EXERCISE =>
Transcribe, word for word and without additions, each line below from the one containing "[pin] skater in red" through the one containing "[pin] skater's raised", both ends included.

*** GIVEN DATA ***

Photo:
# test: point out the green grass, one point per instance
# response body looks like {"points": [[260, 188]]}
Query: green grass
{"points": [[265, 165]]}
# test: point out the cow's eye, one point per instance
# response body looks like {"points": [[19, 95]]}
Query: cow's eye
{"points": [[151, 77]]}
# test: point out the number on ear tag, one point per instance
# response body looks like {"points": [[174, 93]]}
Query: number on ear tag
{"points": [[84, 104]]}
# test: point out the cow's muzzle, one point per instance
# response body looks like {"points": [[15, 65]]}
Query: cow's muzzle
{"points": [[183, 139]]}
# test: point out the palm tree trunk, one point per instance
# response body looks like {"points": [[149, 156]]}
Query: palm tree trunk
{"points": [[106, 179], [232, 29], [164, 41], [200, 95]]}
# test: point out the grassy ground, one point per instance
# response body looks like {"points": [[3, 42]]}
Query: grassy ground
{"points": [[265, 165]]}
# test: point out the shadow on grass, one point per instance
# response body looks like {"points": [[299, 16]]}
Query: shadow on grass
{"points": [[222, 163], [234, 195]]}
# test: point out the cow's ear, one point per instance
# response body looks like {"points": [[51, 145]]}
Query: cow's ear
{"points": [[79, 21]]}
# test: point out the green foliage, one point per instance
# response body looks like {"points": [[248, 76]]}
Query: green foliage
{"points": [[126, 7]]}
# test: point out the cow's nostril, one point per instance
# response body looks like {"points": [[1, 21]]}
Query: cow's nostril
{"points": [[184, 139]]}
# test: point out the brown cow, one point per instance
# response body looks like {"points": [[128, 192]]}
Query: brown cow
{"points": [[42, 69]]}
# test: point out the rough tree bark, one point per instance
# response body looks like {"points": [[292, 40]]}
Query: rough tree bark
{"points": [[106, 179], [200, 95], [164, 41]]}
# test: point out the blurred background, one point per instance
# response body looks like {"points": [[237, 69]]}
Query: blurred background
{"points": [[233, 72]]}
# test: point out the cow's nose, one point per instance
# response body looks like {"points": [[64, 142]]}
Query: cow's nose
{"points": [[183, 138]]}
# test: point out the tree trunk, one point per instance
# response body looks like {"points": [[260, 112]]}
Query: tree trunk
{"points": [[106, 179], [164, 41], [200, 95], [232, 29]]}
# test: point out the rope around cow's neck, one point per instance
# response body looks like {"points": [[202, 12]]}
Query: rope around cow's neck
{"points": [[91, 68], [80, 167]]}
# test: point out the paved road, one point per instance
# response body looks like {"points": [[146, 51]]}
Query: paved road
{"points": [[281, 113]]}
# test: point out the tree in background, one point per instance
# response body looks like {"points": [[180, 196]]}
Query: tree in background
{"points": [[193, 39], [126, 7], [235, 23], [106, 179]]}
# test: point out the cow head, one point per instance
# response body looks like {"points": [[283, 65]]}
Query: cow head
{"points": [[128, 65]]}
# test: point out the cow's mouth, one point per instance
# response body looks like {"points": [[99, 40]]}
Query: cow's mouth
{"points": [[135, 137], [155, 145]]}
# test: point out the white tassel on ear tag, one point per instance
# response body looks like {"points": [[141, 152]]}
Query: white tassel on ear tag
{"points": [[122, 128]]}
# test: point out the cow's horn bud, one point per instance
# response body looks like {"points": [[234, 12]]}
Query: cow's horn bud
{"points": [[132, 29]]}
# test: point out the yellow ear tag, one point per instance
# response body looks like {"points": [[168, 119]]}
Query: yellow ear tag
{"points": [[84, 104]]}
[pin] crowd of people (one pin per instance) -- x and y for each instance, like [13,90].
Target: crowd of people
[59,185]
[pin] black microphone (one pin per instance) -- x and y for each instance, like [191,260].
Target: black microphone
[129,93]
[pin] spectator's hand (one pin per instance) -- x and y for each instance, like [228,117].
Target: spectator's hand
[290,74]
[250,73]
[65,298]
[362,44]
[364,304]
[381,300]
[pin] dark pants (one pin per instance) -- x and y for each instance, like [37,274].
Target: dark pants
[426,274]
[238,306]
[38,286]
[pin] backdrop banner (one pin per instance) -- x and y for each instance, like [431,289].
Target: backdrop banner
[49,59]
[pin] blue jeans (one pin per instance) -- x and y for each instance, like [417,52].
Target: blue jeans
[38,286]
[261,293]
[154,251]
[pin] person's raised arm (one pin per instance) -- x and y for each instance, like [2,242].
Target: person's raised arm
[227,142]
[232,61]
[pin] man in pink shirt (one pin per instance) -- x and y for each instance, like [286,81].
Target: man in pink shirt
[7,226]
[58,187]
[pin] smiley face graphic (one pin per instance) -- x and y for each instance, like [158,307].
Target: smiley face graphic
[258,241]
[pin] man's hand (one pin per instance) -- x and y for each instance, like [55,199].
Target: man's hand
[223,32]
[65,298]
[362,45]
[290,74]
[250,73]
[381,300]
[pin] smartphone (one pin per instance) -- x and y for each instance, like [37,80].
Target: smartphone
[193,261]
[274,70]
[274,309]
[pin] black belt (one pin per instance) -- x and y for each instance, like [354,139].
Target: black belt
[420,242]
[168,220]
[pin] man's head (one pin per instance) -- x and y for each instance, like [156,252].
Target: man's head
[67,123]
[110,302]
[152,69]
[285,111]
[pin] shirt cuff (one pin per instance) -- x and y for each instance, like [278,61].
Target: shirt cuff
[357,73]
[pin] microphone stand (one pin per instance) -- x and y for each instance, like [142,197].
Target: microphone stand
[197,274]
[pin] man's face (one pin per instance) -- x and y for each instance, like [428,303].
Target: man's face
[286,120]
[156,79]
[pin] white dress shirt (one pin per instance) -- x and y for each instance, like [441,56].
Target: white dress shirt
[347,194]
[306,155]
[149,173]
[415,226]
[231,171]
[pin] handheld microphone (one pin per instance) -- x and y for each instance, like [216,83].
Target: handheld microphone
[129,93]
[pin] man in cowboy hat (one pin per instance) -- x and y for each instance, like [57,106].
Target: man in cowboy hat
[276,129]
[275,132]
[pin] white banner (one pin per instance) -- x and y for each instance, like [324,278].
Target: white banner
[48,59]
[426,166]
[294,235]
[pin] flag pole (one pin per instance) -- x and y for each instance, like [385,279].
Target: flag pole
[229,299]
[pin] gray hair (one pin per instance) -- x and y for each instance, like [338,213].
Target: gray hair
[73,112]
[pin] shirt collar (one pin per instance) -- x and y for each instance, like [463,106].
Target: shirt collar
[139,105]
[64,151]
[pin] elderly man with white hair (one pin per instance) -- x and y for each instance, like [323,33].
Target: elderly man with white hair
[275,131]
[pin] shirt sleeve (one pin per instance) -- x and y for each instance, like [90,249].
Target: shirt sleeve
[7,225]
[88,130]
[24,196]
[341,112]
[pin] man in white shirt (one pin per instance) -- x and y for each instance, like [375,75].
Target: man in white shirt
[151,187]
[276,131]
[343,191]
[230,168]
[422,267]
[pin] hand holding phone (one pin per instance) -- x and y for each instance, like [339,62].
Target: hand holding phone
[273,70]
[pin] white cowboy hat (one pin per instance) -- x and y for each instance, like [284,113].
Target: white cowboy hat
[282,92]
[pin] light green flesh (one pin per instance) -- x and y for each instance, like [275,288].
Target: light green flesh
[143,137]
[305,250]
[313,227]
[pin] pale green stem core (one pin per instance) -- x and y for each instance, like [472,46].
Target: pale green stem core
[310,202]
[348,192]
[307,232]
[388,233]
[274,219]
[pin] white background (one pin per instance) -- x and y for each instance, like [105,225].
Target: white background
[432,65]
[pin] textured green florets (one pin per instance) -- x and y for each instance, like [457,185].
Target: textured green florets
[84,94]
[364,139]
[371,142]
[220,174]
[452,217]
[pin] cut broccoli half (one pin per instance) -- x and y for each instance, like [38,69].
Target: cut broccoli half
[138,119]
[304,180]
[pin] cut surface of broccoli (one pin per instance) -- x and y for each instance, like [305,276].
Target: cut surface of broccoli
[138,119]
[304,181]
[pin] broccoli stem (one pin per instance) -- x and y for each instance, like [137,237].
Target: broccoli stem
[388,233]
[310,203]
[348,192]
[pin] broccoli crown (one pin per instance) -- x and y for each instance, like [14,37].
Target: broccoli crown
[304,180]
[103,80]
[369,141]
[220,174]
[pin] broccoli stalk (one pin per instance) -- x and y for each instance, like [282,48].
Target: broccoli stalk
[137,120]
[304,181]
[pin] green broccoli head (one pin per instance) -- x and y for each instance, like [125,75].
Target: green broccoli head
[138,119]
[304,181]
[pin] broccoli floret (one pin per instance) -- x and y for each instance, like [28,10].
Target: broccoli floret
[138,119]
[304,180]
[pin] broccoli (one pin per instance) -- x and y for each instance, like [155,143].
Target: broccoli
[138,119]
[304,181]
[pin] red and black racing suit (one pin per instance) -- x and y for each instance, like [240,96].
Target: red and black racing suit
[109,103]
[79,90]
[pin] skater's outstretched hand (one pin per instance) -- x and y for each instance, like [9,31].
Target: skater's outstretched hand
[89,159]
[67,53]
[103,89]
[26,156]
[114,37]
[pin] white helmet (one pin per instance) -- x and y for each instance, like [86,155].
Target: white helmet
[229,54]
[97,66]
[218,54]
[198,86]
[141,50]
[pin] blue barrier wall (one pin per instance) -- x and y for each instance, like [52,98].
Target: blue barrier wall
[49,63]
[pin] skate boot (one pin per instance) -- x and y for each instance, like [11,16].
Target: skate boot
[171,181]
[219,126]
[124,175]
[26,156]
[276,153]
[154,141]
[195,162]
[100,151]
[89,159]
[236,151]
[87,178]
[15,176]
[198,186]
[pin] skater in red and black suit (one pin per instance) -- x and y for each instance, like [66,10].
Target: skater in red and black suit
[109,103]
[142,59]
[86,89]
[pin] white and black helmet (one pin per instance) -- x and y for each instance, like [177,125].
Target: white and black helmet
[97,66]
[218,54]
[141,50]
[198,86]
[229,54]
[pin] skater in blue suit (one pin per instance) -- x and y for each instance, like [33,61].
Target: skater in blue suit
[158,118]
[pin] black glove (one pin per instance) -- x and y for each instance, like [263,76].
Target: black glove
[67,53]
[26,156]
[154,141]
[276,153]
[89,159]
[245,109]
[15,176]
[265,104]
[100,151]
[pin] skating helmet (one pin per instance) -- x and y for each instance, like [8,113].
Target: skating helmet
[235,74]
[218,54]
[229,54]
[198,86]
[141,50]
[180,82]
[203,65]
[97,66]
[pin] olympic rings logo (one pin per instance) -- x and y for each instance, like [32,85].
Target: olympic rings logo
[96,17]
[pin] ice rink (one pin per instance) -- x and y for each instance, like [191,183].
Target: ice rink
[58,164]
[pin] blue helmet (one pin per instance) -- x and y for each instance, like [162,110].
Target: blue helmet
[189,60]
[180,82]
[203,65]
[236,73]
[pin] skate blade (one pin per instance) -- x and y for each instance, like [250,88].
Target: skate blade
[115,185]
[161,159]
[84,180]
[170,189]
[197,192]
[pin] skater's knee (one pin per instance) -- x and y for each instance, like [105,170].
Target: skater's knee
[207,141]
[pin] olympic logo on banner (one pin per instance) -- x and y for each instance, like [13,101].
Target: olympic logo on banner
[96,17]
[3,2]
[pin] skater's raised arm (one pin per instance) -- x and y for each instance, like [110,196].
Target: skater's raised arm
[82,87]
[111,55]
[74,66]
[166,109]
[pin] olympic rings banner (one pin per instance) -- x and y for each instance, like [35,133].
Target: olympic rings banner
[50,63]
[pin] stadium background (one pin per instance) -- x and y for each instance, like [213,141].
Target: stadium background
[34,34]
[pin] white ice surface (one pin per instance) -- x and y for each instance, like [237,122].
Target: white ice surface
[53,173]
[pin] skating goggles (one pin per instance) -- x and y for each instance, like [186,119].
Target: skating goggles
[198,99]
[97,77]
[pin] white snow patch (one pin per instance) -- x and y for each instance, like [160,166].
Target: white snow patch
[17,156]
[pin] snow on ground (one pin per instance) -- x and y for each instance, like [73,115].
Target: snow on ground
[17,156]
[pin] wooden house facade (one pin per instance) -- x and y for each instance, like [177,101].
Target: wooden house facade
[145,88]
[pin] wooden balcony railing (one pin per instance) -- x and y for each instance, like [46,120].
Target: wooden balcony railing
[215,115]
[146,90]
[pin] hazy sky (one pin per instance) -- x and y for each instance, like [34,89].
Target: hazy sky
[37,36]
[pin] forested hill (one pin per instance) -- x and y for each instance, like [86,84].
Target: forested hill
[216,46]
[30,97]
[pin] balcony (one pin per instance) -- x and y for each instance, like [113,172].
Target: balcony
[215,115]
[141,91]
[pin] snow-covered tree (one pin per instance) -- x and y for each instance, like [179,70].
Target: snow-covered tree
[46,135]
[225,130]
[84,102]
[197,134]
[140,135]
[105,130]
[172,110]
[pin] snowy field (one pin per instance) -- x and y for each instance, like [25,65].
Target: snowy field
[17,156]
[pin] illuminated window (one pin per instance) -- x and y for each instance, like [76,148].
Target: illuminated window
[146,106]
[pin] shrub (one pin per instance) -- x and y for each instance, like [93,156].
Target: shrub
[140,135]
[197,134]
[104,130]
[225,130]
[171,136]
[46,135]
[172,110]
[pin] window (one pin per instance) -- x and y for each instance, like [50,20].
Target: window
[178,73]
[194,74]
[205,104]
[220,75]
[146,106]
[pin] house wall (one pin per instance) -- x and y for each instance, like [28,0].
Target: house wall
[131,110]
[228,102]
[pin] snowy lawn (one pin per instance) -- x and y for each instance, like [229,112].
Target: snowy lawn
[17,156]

*** End of GIVEN DATA ***

ANSWER SECTION =>
[pin] skater in red and black suit (one pin per instance) -- x and y for each instance, like [66,10].
Target: skater in red and black suit
[109,103]
[142,59]
[86,89]
[pin] white and black helmet (one pin per instance) -- x and y for each instance, like [177,125].
Target: white and black helmet
[97,66]
[218,54]
[141,50]
[198,86]
[229,54]
[pin] skater in blue suit (one pin per instance) -- x and y for each instance, like [33,61].
Target: skater in blue suit
[158,118]
[pin] black glove (one pin per instance) -- x and y for each instance, like [263,76].
Target: black glove
[67,53]
[26,156]
[154,141]
[276,153]
[89,159]
[245,109]
[15,176]
[265,104]
[100,151]
[pin] skating helmet (one pin per instance) -- x and y for each instance, like [8,113].
Target: skating helmet
[235,74]
[218,54]
[229,54]
[198,86]
[141,50]
[180,82]
[203,65]
[97,66]
[pin] olympic rings logo (one pin per instance) -- x and y for each instance, like [32,85].
Target: olympic rings logo
[96,17]
[pin] ice rink (one pin per instance) -- x and y for each instance, like [191,183].
Target: ice rink
[58,164]
[pin] blue helmet (one pin per instance) -- x and y for each instance, like [162,110].
Target: blue helmet
[189,60]
[180,82]
[203,65]
[236,73]
[pin] skate blade (one pin per instance) -- x and y for each instance, like [250,88].
Target: skate blade
[115,185]
[161,159]
[84,180]
[170,189]
[197,192]
[pin] skater's knee (one pin per instance) -- x and y for each instance, like [105,170].
Target: skater's knee
[207,141]
[pin] olympic logo on banner (one pin per instance) -- x and y for each instance, like [13,101].
Target: olympic logo on banner
[96,17]
[3,2]
[pin] skater's raised arm (one pin per instance) -- x and y for each instance, like [110,196].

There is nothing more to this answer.